Relationships
Until Death Do Us Part
Why some couples say "I do" even though a partner is dying.
Posted November 7, 2013
One of the scariest things about facing the end of life is thinking that we might have regrets and not enough time to make things right. So it’s fascinating to find out how terminally ill people respond when someone on the hospice team asks them if there’s one thing they really want to do. It’s surprising when people who are dying make that most forward-looking of life choices—getting married.
One hospice wedding this year was the culmination of a long love story. Sheryl Pik and Jeffrey Wright met as neighbors 20 years ago, when Pik was a young teenager. They went on to have other relationships, and mark the day they got together “for good” as June 10, 2005. They had three children together, and Pik had two older children. Three years ago, she was pregnant when cervical cancer was discovered. They decided to delay treatment until the baby was born.
At age 33, Pik was in a residential hospice north of Milwaukee. When the doctor told her she didn't have much time left, she told Wright she wanted to marry him.
"We've been through a lot together," Pik told Meg Kissinger of the Milwaukee Journal Sentinel. "A lot."
The wedding came together in ten days. With the children in attendance, the couple got married on Sept. 28, 2013, a month after Pik moved to the hospice. The ceremony was held outside the hospital where the hospice is located, in the gazebo, next to a pond.
"Love is patient and kind," said one of the officiants, reading from 1 Corinthians. "It is not irritable. It bears all things. Hopes all things. Endures all things, even though tongues shall cease.”
Pik and Wright vowed to be true to each other for the rest of their lives.

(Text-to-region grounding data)
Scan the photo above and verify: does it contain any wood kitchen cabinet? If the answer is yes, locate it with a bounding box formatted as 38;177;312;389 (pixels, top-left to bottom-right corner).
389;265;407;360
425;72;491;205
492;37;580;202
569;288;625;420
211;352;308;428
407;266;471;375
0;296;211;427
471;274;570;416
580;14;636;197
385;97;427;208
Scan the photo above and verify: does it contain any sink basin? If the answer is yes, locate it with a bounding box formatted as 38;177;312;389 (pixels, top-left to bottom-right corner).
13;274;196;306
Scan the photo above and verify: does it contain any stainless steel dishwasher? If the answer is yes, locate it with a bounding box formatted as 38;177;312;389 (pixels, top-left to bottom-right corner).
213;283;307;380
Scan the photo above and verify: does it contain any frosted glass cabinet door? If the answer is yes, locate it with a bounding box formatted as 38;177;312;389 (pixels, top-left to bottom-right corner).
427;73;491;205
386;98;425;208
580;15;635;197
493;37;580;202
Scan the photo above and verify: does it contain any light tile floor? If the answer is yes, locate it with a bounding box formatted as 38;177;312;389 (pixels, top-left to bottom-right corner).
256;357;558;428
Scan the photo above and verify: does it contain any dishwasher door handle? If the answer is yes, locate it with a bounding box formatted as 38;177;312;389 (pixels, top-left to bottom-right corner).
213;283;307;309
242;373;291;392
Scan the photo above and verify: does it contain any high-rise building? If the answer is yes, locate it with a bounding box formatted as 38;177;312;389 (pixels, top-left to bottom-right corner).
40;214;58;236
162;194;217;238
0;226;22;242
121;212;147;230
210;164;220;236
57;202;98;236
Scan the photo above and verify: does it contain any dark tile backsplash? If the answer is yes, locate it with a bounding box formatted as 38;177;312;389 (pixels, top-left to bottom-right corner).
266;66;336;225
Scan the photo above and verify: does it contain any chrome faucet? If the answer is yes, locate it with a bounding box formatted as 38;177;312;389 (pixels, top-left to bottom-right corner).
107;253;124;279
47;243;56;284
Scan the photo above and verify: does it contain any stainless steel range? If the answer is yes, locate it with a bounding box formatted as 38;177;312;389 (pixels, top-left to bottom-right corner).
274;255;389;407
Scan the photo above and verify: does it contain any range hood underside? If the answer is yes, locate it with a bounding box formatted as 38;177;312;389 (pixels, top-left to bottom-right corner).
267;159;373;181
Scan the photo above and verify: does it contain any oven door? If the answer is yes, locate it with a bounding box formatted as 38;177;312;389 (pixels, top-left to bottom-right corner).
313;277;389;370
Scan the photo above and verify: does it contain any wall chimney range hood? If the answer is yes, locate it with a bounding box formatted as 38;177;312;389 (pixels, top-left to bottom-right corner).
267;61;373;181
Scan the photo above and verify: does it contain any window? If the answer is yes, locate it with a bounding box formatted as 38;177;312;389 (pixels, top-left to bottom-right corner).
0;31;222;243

[WHAT TO DO] Name every person identified by first and last name in the hospice wedding article above.

[TASK OUTPUT] Sheryl Pik, Jeffrey Wright, Meg Kissinger